Directions for this task: Rewrite the rows below from the line containing "chair cushion, imagine" through the line containing "[(210, 138)]", swapping "disc" for "disk" and leaving everything else the same.

Data to process:
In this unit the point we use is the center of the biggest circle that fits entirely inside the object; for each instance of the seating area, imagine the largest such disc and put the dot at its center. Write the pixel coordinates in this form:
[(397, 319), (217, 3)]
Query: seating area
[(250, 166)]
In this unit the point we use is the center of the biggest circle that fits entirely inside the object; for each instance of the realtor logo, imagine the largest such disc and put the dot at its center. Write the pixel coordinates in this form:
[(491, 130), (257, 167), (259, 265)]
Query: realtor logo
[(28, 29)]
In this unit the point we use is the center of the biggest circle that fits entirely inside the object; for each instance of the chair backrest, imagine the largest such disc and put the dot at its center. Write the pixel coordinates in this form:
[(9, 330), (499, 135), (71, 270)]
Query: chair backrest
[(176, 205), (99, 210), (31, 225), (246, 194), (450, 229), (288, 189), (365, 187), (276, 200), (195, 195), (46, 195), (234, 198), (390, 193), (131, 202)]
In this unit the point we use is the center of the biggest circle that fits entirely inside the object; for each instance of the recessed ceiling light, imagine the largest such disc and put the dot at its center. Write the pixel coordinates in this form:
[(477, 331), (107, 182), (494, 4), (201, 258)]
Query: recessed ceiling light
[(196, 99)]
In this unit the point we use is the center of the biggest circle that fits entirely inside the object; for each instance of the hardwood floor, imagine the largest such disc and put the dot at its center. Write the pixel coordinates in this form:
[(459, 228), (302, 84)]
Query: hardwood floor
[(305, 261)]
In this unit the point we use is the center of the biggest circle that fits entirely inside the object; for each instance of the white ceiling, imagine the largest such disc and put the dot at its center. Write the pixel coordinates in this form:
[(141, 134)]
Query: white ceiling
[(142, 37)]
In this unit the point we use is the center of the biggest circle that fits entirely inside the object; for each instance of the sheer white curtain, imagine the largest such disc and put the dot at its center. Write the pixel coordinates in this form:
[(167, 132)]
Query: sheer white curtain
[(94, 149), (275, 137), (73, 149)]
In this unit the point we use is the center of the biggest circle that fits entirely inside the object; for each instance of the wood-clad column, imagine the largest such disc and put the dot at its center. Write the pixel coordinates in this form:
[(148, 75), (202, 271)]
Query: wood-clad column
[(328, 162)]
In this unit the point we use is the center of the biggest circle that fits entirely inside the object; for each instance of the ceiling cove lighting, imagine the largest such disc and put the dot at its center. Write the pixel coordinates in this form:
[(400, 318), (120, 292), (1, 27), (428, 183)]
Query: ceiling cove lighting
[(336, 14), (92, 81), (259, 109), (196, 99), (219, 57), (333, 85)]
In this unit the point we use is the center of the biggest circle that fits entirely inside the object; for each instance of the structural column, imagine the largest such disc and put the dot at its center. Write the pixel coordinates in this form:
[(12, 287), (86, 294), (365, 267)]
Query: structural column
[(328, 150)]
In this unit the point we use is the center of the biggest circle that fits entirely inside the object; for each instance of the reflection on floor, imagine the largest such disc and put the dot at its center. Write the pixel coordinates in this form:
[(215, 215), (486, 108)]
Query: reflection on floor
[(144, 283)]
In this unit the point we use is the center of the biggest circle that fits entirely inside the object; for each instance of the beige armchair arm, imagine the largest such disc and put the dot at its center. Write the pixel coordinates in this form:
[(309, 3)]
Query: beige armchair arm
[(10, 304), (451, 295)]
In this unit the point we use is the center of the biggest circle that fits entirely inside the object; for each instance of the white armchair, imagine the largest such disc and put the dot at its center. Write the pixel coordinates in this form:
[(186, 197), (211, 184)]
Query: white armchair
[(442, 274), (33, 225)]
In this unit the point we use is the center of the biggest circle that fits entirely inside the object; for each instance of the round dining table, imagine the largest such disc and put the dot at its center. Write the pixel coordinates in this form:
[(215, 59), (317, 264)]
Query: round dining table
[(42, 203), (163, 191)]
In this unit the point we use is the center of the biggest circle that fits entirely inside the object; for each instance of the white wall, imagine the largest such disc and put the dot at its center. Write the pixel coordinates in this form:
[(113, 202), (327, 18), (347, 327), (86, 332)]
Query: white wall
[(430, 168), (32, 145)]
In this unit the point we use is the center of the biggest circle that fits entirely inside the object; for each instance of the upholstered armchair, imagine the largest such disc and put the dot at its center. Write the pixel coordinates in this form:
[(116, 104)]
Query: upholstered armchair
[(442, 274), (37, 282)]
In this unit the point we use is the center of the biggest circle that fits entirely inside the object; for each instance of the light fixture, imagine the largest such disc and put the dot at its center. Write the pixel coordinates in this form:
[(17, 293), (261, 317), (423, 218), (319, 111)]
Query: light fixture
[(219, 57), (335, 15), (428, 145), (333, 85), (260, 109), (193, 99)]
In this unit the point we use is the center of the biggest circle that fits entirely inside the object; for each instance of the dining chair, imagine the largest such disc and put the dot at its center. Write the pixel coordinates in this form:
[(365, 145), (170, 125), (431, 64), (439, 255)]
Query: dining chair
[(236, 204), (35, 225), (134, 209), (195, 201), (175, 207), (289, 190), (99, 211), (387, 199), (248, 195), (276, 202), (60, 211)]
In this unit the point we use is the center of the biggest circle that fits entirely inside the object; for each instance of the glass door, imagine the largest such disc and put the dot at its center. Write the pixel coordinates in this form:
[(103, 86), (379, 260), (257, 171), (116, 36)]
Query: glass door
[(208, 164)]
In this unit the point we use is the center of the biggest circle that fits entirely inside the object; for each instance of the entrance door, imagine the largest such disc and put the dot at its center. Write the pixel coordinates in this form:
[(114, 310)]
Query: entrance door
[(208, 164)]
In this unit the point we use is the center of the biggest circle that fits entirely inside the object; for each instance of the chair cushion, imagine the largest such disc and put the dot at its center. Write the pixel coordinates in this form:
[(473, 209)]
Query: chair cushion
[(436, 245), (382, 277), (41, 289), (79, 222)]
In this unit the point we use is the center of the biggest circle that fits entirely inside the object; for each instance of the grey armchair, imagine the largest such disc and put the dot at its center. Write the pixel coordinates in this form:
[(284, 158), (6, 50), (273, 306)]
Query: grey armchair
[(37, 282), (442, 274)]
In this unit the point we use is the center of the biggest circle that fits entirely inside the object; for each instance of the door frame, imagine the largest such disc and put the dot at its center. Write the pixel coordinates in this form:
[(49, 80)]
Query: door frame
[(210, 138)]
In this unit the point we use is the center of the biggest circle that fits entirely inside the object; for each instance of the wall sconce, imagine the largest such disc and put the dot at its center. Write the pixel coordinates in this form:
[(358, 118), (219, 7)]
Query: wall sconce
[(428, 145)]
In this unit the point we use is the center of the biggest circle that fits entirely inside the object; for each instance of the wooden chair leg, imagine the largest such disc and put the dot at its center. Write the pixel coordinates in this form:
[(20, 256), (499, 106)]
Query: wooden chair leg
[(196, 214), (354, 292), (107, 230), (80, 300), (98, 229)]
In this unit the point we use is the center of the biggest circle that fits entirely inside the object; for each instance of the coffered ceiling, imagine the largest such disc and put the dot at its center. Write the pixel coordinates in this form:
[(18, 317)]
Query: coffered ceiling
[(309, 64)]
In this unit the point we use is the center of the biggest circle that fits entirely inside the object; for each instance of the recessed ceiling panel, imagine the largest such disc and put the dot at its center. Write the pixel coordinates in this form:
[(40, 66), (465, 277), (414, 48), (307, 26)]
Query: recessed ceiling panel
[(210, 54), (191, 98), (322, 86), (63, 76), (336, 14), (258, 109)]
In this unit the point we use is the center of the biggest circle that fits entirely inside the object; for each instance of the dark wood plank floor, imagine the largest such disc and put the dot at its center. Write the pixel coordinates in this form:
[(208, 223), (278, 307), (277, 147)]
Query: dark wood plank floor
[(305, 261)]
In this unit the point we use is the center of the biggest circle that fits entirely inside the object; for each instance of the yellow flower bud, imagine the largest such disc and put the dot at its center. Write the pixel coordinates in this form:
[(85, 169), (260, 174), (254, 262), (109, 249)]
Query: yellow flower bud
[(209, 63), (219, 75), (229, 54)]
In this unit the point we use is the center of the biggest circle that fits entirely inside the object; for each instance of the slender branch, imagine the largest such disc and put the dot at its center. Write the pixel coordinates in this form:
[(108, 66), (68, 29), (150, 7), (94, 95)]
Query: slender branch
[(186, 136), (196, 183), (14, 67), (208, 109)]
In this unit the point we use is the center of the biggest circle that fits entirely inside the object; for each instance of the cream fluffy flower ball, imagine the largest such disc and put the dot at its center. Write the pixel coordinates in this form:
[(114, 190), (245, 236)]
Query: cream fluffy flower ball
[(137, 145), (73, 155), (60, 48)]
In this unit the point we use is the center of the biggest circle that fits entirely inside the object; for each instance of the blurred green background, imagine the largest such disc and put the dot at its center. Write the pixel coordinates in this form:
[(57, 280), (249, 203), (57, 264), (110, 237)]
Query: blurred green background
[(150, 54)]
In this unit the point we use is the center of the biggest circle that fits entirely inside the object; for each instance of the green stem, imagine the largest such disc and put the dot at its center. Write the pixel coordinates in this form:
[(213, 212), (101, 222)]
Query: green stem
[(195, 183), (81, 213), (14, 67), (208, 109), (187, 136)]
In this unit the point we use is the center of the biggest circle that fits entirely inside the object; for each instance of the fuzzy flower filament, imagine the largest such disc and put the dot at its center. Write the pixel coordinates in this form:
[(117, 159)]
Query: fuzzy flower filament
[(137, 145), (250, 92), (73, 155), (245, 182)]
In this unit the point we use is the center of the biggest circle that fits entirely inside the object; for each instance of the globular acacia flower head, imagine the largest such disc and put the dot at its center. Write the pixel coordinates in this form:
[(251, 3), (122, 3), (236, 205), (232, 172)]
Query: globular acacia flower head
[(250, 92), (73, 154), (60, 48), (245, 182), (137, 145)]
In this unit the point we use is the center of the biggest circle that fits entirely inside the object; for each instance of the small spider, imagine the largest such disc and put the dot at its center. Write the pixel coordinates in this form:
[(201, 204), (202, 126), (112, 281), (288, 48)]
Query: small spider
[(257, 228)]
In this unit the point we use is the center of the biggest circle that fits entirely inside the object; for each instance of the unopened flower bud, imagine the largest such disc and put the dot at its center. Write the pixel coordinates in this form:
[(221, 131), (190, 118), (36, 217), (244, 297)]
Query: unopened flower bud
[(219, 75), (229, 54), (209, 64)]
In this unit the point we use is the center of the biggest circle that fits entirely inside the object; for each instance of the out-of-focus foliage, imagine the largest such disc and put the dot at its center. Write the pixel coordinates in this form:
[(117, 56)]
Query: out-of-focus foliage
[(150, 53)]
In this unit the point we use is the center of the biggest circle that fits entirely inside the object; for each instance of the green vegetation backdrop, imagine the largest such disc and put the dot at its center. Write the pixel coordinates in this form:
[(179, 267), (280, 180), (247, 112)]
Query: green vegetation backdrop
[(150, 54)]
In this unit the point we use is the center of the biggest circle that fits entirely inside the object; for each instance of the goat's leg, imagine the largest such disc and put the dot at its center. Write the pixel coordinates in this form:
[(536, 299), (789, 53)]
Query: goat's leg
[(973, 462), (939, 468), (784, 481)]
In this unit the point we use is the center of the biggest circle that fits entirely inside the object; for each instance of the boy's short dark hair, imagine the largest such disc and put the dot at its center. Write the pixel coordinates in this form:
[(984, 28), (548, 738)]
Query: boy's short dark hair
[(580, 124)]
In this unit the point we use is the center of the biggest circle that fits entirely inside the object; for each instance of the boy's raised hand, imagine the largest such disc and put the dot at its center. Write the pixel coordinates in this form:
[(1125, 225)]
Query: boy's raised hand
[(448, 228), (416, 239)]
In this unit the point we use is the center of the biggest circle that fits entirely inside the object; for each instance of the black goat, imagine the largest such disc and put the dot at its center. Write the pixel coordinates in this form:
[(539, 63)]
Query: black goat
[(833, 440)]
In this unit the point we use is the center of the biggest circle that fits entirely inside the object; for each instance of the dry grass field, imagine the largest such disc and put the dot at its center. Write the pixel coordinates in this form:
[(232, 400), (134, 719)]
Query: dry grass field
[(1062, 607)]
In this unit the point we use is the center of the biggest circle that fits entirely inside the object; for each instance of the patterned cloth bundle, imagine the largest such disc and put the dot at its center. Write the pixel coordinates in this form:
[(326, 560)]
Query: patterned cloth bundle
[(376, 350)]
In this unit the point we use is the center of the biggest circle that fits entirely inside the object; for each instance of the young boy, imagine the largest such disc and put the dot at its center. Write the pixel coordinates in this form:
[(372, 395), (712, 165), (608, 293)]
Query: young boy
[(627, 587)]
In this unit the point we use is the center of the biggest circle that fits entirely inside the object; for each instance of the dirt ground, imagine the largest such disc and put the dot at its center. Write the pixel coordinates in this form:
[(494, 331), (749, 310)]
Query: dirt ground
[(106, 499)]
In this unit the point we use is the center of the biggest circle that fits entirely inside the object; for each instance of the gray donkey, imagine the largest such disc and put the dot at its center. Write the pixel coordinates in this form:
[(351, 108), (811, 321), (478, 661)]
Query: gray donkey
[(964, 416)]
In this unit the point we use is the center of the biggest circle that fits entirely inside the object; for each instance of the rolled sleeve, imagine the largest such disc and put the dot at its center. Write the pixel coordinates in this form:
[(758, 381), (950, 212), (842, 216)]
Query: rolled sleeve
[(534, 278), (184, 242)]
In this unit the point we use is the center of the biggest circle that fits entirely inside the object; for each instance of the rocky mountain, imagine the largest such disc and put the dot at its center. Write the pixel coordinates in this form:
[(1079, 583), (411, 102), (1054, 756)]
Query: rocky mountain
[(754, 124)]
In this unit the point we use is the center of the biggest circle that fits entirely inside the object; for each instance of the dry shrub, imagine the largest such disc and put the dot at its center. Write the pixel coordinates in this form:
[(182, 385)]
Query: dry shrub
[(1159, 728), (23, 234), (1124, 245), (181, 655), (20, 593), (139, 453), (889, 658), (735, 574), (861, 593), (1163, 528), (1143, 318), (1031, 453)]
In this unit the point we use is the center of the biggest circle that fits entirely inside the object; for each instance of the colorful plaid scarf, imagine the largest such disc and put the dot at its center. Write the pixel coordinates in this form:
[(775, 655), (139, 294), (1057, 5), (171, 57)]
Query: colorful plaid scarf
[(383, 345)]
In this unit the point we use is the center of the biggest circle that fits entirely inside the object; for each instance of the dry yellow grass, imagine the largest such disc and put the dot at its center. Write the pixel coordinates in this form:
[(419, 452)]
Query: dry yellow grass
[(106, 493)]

Reply to the exercise:
In this unit the point we use is the center of the biggest circle that fits entirely inside the object; for each instance of the chair cushion, imagine the largest such disk and put the dot at its center. Write the pixel coordinates in this form:
[(473, 209)]
Query: chair cushion
[(436, 245), (382, 277), (41, 289), (79, 222)]
In this unit the point we use is the center of the biggest circle that fits entirely inside the object; for each instance of the grey armchair, imagine the largest such disk and put the dot at its center. Write the pixel coordinates in this form:
[(284, 158), (6, 50), (273, 306)]
Query: grey armchair
[(37, 282), (442, 274)]
In this unit the point we use is the center of the biggest circle that fits entirely inside the object; for each instance of the door frame, imagine the largest such disk and put the dot at its center. Write the pixel coordinates in this form:
[(49, 80)]
Query: door frame
[(210, 138)]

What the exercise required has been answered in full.